**练习任务**
(a) 把源文档中以"RichSinkFunction通过继承"开头的那段改写成简短的要点列表,保留其主要事实。
(b) 以Markdown表格列出记录中从包含"One point goes on every instance of the carved arch"的一行起、到包含"x=1036 y=811"的一行为止(两端均含)的各行,表头为"序号"和"内容",空行不计。

**源文档**

▬▬▬▬▬▬

RichSinkFunction通过继承AbstractRichFunction为实现一个rich SinkFunction提供基础(AbstractRichFunction提供了一个open/close方法对,以及获取运行时上下文对象手段)。RichSinkFunction也是抽象类,它有三个具体实现。

SocketClientSink

支持以socket的方式将数据发送到特定目标主机所在的服务器作为flink stream的sink。数据被序列化为byte array然后写入到socket。该sink支持失败重试模式的消息发送。该sink 可启用autoFlush,如果启用,那么会导致吞吐量显著下降,但延迟也会降低。该方法的构造器,提供的参数:

  • hostName : 待连接的server的host name
  • port : server的端口
  • schema :SerializationSchema的实例,用于序列化对象。
  • maxNumRetries : 最大重试次数(-1为无限重试)
  • autoflush : 是否自动flush

重试的策略在invoke方法中,当发送失败时进入到异常捕捉块中进行。

OutputFormatSinkFunction

一个将记录写入OutputFormat的SinkFunction的实现。

OutputFormat :定义被消费记录的输出接口。指定了最终的记录如何被存储,比如文件就是一种存储实现。

▬▬▬▬▬▬

**所用记录**
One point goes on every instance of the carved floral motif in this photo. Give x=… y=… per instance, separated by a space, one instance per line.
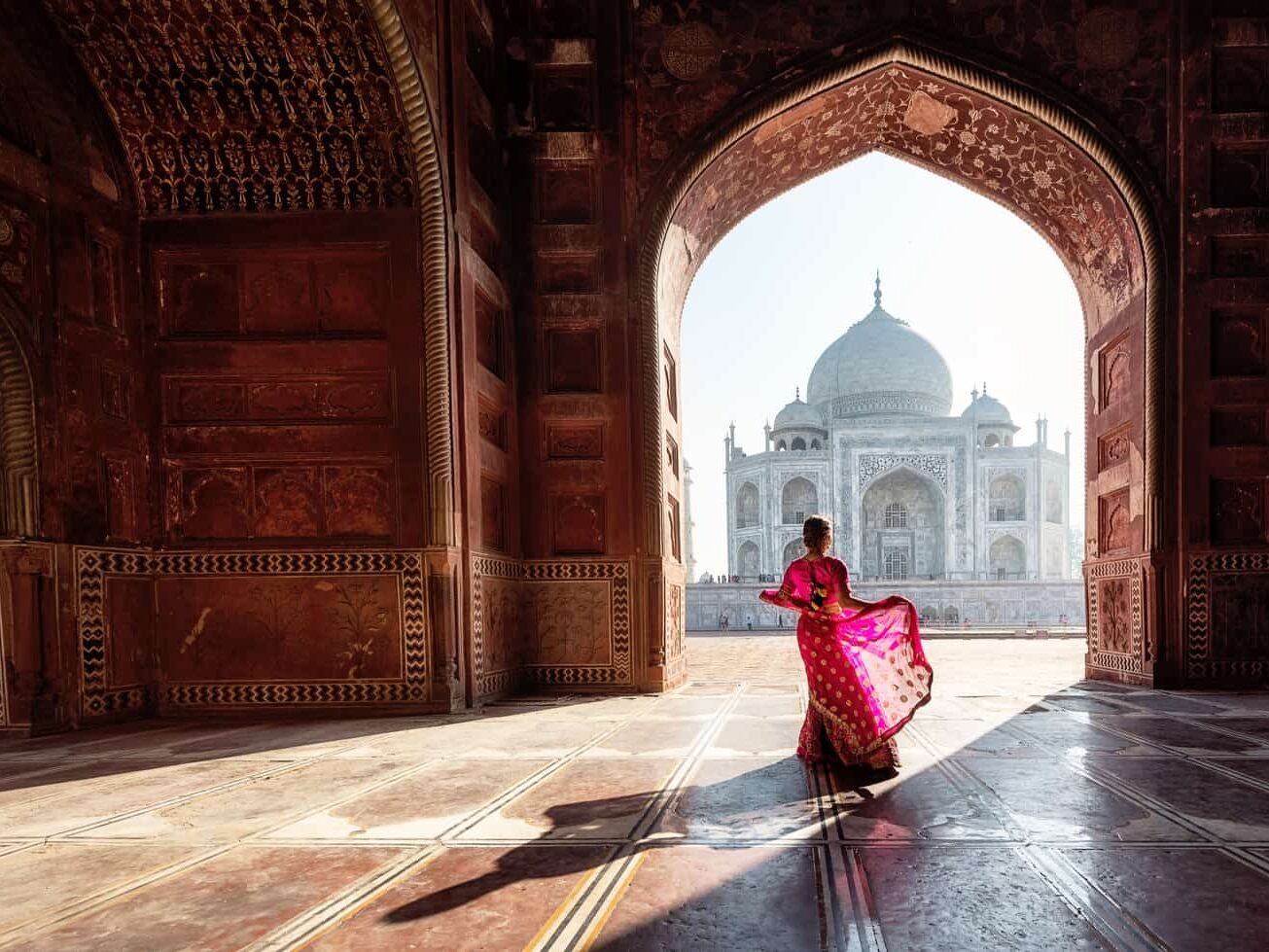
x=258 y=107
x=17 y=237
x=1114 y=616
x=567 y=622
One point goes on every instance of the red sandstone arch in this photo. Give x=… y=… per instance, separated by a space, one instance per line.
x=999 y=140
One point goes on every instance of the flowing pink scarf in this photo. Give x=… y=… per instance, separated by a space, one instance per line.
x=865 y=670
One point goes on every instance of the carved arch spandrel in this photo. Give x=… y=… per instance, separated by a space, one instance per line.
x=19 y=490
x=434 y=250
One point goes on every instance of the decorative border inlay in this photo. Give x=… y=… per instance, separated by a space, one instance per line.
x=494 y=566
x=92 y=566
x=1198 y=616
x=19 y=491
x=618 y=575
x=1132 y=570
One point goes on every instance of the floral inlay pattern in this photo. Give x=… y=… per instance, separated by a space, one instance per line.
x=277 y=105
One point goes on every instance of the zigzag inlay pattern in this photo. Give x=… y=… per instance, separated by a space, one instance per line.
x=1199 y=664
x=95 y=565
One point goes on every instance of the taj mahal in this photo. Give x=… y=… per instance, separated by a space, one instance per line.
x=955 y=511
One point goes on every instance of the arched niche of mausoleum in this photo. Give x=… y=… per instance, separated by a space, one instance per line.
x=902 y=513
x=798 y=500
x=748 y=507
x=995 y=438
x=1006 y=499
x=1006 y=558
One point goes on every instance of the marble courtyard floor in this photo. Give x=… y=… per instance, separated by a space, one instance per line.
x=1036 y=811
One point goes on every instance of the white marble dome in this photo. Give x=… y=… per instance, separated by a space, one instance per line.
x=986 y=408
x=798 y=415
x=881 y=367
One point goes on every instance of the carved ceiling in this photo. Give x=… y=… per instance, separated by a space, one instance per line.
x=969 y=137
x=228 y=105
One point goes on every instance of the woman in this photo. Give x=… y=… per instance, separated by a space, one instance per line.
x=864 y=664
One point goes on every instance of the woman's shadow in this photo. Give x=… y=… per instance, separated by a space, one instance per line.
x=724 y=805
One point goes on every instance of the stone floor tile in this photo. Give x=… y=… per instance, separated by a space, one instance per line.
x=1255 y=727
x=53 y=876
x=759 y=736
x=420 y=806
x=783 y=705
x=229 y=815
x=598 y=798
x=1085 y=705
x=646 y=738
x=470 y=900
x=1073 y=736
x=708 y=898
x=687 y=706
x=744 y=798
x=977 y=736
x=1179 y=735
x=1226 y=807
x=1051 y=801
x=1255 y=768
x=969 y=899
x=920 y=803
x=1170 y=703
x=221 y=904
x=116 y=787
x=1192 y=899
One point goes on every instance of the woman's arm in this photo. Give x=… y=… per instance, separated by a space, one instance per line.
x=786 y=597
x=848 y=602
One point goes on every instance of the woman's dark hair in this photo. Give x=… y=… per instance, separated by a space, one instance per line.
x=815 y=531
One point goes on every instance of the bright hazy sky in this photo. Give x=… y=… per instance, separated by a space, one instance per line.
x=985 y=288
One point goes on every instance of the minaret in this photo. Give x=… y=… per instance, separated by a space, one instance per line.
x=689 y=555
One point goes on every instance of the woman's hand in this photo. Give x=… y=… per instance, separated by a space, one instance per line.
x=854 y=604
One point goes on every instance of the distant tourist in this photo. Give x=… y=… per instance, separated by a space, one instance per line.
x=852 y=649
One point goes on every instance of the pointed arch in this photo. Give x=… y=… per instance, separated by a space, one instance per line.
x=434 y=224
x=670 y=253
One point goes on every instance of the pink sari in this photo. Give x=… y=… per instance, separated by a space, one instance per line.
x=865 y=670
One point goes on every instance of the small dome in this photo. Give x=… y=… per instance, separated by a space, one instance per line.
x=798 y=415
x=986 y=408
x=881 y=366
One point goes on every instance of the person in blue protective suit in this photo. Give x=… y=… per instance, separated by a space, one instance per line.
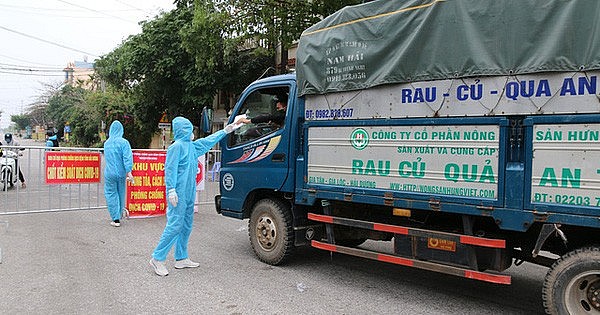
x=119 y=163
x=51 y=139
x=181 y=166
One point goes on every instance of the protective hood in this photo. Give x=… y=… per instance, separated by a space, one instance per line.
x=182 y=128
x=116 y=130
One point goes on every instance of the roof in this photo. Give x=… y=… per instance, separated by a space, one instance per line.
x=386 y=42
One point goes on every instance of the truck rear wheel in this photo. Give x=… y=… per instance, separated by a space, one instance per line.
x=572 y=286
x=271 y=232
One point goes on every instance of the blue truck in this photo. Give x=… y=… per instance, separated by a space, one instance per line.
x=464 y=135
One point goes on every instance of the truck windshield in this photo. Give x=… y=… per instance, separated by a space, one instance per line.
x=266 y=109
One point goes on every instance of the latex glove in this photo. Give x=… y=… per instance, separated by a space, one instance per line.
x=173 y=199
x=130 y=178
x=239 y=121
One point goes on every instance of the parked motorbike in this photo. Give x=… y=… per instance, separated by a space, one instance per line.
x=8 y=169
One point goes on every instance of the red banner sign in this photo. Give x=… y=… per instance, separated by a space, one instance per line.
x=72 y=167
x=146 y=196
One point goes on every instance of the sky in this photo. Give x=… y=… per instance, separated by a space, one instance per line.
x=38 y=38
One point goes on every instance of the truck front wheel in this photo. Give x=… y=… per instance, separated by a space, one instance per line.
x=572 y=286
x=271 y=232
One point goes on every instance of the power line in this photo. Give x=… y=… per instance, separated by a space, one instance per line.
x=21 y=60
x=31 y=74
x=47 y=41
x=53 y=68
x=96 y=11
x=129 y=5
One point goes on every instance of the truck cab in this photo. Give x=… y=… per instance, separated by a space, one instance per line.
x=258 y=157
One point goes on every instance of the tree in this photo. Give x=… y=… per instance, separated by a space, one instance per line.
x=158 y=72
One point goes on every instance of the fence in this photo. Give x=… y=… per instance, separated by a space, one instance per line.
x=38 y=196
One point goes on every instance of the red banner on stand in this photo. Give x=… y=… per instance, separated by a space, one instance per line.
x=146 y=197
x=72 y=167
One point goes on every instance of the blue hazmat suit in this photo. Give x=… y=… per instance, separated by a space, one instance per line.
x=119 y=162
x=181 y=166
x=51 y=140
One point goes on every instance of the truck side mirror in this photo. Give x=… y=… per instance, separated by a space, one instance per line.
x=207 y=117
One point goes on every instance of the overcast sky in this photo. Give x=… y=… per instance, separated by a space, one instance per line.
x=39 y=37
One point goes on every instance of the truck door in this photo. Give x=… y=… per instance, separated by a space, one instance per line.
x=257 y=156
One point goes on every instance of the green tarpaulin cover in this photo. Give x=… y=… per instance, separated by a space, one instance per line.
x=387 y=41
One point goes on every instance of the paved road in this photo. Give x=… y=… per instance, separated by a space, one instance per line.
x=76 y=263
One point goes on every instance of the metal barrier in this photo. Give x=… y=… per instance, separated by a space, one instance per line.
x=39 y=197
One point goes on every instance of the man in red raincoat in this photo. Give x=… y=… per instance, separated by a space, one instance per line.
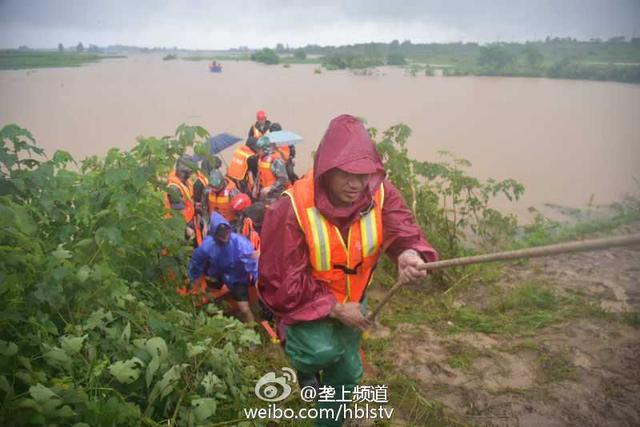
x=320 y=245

▬▬▬▬▬▬

**参考答案**
(a)
- RichSinkFunction继承AbstractRichFunction,为实现rich SinkFunction提供基础。
- AbstractRichFunction提供open/close方法对和获取运行时上下文对象的手段。
- RichSinkFunction是抽象类,有三个具体实现。

(b)
| 序号 | 内容 |
|---|---|
| 1 | One point goes on every instance of the carved arch spandrel in this photo. Give x=… y=… per instance, separated by a space, one instance per line. |
| 2 | x=19 y=490 |
| 3 | x=434 y=250 |
| 4 | One point goes on every instance of the decorative border inlay in this photo. Give x=… y=… per instance, separated by a space, one instance per line. |
| 5 | x=494 y=566 |
| 6 | x=92 y=566 |
| 7 | x=1198 y=616 |
| 8 | x=19 y=491 |
| 9 | x=618 y=575 |
| 10 | x=1132 y=570 |
| 11 | One point goes on every instance of the floral inlay pattern in this photo. Give x=… y=… per instance, separated by a space, one instance per line. |
| 12 | x=277 y=105 |
| 13 | One point goes on every instance of the zigzag inlay pattern in this photo. Give x=… y=… per instance, separated by a space, one instance per line. |
| 14 | x=1199 y=664 |
| 15 | x=95 y=565 |
| 16 | One point goes on every instance of the taj mahal in this photo. Give x=… y=… per instance, separated by a space, one instance per line. |
| 17 | x=955 y=511 |
| 18 | One point goes on every instance of the arched niche of mausoleum in this photo. Give x=… y=… per instance, separated by a space, one instance per line. |
| 19 | x=902 y=513 |
| 20 | x=798 y=500 |
| 21 | x=748 y=507 |
| 22 | x=995 y=438 |
| 23 | x=1006 y=499 |
| 24 | x=1006 y=558 |
| 25 | One point goes on every instance of the marble courtyard floor in this photo. Give x=… y=… per instance, separated by a space, one instance per line. |
| 26 | x=1036 y=811 |